> [WHAT NEEDS TO BE DONE] Convert the items into a Markdown table with the columns Row and Line. Begin at the line that contains "Note: pick out each instance of the race" and continue through the end of the items, numbering each row and leaving out blank lines.

---------- TASK INPUT

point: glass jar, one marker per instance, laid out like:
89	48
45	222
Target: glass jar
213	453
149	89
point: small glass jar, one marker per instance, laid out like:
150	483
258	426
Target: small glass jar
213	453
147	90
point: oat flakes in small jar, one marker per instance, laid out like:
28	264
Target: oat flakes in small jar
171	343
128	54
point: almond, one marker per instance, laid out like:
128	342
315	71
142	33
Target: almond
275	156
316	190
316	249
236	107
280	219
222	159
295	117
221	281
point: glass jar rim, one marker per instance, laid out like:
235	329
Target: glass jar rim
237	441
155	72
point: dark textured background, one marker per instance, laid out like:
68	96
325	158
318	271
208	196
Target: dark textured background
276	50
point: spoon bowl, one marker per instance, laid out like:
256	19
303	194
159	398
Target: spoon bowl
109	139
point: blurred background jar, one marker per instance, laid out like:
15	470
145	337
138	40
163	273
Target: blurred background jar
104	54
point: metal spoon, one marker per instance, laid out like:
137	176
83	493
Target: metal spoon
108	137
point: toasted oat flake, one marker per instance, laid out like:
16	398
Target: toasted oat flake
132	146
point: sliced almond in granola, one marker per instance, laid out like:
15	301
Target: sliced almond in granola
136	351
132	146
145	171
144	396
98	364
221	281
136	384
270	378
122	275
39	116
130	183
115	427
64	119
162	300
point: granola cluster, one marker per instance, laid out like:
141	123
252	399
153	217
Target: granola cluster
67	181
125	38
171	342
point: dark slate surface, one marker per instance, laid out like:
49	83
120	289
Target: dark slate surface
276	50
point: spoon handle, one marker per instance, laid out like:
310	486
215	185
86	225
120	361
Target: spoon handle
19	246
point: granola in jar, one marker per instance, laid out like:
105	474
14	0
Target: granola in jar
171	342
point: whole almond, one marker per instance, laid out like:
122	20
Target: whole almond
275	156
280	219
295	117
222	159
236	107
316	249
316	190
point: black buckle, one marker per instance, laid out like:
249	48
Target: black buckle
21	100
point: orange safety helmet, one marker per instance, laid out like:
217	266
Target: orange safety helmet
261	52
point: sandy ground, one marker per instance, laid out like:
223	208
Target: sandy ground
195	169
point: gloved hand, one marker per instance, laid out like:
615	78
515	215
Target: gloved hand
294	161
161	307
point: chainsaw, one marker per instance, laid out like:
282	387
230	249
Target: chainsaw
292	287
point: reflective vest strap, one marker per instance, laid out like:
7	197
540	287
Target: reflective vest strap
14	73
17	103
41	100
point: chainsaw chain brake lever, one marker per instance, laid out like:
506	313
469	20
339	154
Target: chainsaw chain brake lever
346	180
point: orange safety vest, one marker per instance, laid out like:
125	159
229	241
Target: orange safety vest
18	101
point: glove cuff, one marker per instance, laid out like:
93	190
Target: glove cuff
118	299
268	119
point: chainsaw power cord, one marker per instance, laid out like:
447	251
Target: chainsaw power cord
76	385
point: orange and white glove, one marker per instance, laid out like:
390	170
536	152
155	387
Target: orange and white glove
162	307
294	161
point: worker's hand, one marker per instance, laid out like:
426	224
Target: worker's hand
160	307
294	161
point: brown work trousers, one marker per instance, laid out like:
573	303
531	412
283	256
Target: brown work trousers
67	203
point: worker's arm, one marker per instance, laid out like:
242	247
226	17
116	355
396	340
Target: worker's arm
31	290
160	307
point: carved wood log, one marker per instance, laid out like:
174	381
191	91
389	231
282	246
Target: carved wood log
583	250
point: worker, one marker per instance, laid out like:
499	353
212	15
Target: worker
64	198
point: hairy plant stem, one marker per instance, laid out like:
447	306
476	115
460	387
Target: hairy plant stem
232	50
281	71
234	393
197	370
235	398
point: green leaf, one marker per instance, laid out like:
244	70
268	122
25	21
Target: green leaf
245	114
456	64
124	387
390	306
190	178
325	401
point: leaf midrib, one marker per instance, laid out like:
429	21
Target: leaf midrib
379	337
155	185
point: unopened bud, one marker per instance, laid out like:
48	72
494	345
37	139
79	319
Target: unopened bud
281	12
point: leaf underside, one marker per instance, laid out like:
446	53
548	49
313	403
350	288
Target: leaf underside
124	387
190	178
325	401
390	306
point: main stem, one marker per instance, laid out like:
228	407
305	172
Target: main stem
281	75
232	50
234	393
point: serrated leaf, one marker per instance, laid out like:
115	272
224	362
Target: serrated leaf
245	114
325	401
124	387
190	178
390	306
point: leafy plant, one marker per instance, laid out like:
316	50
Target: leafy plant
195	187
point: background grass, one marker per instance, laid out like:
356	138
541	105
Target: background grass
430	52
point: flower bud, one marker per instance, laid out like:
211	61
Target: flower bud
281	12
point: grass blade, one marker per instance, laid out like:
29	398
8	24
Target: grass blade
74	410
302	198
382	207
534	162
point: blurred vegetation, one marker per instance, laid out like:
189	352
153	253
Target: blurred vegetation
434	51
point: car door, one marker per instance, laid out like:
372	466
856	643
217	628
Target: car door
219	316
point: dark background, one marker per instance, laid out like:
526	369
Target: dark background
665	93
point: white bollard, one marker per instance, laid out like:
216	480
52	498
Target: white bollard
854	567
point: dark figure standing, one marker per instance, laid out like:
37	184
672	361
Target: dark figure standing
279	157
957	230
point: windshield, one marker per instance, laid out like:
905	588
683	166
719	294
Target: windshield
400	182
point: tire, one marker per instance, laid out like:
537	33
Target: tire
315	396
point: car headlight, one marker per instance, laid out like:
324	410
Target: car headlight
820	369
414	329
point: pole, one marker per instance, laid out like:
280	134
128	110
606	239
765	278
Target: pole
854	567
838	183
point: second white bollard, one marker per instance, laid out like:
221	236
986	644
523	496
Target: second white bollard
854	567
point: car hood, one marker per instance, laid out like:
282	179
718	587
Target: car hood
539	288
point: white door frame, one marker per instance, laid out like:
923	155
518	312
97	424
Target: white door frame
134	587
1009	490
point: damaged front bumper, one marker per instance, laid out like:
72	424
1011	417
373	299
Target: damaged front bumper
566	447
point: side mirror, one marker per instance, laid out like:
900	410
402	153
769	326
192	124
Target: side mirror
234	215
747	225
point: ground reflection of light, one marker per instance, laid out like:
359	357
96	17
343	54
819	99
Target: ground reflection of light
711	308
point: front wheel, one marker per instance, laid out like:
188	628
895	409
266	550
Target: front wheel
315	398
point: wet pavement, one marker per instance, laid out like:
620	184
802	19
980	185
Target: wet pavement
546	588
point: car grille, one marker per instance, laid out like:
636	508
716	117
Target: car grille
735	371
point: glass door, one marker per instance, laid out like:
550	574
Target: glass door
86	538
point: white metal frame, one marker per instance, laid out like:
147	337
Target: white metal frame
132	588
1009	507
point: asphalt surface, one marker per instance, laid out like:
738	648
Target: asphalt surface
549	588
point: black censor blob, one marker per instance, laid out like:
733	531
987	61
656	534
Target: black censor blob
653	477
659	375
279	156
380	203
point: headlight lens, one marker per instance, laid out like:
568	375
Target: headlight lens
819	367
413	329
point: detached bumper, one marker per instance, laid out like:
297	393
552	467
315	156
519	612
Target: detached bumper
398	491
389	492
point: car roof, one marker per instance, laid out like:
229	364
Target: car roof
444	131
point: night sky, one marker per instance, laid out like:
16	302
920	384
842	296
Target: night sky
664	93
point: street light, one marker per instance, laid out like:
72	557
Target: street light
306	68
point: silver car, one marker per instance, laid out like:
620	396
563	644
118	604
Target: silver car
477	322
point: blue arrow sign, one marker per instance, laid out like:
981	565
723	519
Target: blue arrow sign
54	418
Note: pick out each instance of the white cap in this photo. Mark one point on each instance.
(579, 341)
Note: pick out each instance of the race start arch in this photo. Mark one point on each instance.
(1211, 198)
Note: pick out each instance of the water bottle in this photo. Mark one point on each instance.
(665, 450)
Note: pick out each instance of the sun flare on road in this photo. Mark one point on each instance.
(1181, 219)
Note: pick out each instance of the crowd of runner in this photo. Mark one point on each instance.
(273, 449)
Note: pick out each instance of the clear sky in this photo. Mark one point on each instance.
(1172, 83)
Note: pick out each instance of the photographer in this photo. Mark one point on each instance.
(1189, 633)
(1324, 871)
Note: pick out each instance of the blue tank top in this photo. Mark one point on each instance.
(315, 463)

--------------------

> [RESULT OF THE TASK]
| Row | Line |
|---|---|
| 1 | Note: pick out each instance of the race start arch in this photo. Mark one point on each instance. |
| 2 | (1211, 198) |
| 3 | Note: pick out each instance of the water bottle in this photo. Mark one point on each instance. |
| 4 | (665, 450) |
| 5 | Note: pick out each instance of the sun flare on road in this photo. Mark one point on each instance. |
| 6 | (1181, 219) |
| 7 | Note: pick out each instance of the crowd of runner in this photo. Mark one point on each instance. |
| 8 | (273, 449) |
| 9 | Note: pick out each instance of the clear sky in this photo. Mark one point on each instance. |
| 10 | (1172, 83) |
| 11 | Note: pick out each instance of the photographer in this photo. Mark one point on each instance. |
| 12 | (1189, 633) |
| 13 | (1324, 871) |
| 14 | Note: pick out each instance of the blue tank top in this photo. Mark one point on each instance. |
| 15 | (315, 463) |